**SUPPLIED DATA:**

****************

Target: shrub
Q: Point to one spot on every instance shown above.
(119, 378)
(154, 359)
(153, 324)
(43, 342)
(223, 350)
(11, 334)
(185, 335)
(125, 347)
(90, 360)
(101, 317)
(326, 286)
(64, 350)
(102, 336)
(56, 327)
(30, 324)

****************

**TO DO:**
Turn all the rows above into a numbered list, leaving out any blank lines.

**FINISHED ANSWER:**
1. Target: shrub
2. Q: Point to one spot on every instance shown above.
3. (119, 378)
4. (154, 359)
5. (153, 324)
6. (43, 342)
7. (223, 350)
8. (11, 334)
9. (185, 335)
10. (125, 347)
11. (90, 360)
12. (101, 317)
13. (326, 286)
14. (64, 350)
15. (102, 336)
16. (56, 327)
17. (30, 324)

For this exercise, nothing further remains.